DATA FOR THIS TASK ->
——

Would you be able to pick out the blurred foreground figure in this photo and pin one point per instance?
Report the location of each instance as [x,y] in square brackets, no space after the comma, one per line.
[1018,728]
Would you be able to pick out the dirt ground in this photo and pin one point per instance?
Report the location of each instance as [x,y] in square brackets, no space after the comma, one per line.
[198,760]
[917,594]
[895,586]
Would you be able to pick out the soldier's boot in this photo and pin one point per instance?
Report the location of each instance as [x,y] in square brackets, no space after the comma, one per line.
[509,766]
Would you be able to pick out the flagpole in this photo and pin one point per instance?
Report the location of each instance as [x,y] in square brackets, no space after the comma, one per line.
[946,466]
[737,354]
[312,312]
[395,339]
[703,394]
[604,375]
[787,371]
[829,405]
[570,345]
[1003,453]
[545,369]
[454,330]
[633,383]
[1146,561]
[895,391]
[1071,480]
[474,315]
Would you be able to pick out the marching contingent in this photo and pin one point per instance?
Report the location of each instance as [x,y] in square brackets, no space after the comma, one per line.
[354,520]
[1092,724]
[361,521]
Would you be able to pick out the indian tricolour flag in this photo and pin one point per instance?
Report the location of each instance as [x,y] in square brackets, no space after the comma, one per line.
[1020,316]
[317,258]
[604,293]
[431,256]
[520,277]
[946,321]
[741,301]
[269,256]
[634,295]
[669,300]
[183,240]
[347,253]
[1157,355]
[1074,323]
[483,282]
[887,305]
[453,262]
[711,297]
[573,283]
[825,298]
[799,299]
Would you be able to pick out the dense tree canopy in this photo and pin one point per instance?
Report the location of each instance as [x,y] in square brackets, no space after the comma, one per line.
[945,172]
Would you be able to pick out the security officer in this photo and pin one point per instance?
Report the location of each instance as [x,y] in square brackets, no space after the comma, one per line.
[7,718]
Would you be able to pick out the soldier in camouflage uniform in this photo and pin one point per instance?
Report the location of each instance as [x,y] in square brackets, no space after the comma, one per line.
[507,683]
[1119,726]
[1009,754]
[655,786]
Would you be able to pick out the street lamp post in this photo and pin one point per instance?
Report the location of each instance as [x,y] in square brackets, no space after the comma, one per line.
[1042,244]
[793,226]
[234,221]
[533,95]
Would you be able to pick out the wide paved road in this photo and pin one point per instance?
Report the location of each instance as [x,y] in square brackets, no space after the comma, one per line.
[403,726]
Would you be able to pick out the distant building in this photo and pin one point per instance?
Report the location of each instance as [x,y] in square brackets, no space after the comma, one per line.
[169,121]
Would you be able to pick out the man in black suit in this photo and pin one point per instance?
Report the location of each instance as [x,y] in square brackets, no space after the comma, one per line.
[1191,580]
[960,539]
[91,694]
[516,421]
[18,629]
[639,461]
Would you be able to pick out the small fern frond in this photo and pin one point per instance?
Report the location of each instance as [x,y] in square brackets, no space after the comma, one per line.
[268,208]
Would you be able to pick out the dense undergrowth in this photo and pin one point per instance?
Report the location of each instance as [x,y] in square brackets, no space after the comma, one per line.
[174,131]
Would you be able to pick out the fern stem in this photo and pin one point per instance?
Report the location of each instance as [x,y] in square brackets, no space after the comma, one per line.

——

WRITTEN INSTRUCTION ->
Return every entry verbatim.

SOLUTION TO THE PROBLEM ->
Would you be able to pick out the blurred foreground figure in this photo and pin one point per instance?
Report the location of each instance as [x,y] in square brackets, no space after the comma, one per line.
[1018,728]
Would you be able to pick out the dirt ground in this photo and pin one point per instance?
Report the location of each instance as [x,y] in square brackets, no space after the comma, one per line.
[198,760]
[917,594]
[895,586]
Would you be able to pick out the soldier's boot in this photo and pin one point per instance?
Report the location of each instance as [x,y] in square brackets, no space after the comma, one per line.
[509,766]
Would you be able to pick out the flagpole in this photo and pin one point per instance?
Report the location of each instance as [x,y] in square brackets, no space after the comma, one per line.
[946,466]
[737,354]
[312,312]
[395,339]
[703,394]
[604,375]
[787,371]
[829,405]
[570,345]
[1003,453]
[545,369]
[454,330]
[633,383]
[1146,561]
[895,391]
[1071,480]
[474,315]
Would you be able to pick out the marching contingent in this photo and pin one point per instance?
Report the location of each instance as [x,y] in square brackets, no space after the comma, one per line.
[354,520]
[1092,724]
[361,521]
Would you be able to pick out the indian tricolour flag in this photo and pin one point per instance?
Report the location of each instance as [x,y] in square brackets, no space after the comma, one per line.
[1020,316]
[317,258]
[604,293]
[431,256]
[520,277]
[946,321]
[741,301]
[269,256]
[634,295]
[669,300]
[183,240]
[347,253]
[1157,355]
[1074,323]
[483,282]
[887,305]
[453,262]
[711,297]
[573,283]
[825,298]
[799,299]
Would you be able to pick out the dense tree canopy in this photo and pin one point per instance?
Report the location of each instance as [x,y] in square brackets, no space after the comma, one per line.
[945,172]
Would you be able to pick out the security officer in this photo and pin one point per instance?
Report the location of each instance as [x,y] in square brackets, no space after the comma, one per line.
[7,718]
Would you be able to pick out the soldier in camouflage uniform in this photo and pin one point per instance?
Report the location of each instance as [x,y] in square brackets, no space after the comma, one per line.
[507,683]
[1119,726]
[1009,754]
[655,786]
Would you be able to pick out the street lamp post in this photo and pin one point per instance?
Report the location of each instance as [x,y] in square brackets, no space after the comma, one per line.
[1042,244]
[793,226]
[234,221]
[533,95]
Would you be able to pick out the wide paved road in this photo and pin one point per instance?
Report the location of each instance as [x,y] in square brackets, no space after the comma, one per line.
[403,726]
Would you be able to pick out the distant building in this photo and pin one point per instance?
Report the location of each instance as [x,y] in square brackets, no space after the comma, one per line.
[169,121]
Would you be able to pick out the man in black suit in this photo and pin one point per instance?
Report the location of each instance as [x,y] in square brackets, no space after the comma, one per line.
[1191,580]
[960,539]
[91,694]
[516,421]
[18,629]
[639,461]
Would you be able to pick out the small fern frond in this photo and pin one point per instance?
Report the location of each instance as [x,y] in square brackets, no space after the comma, one per line.
[268,208]
Would you be able to pick out the dense undergrowth in this photo and pin one point per instance?
Report the location of each instance as [x,y] in square brackets, no space after the comma, one per line.
[174,131]
Would you be able to pick out the fern stem in this photo and pin one point per instance?
Report the location of each instance as [x,y] in square brackets, no space after the comma, one per line.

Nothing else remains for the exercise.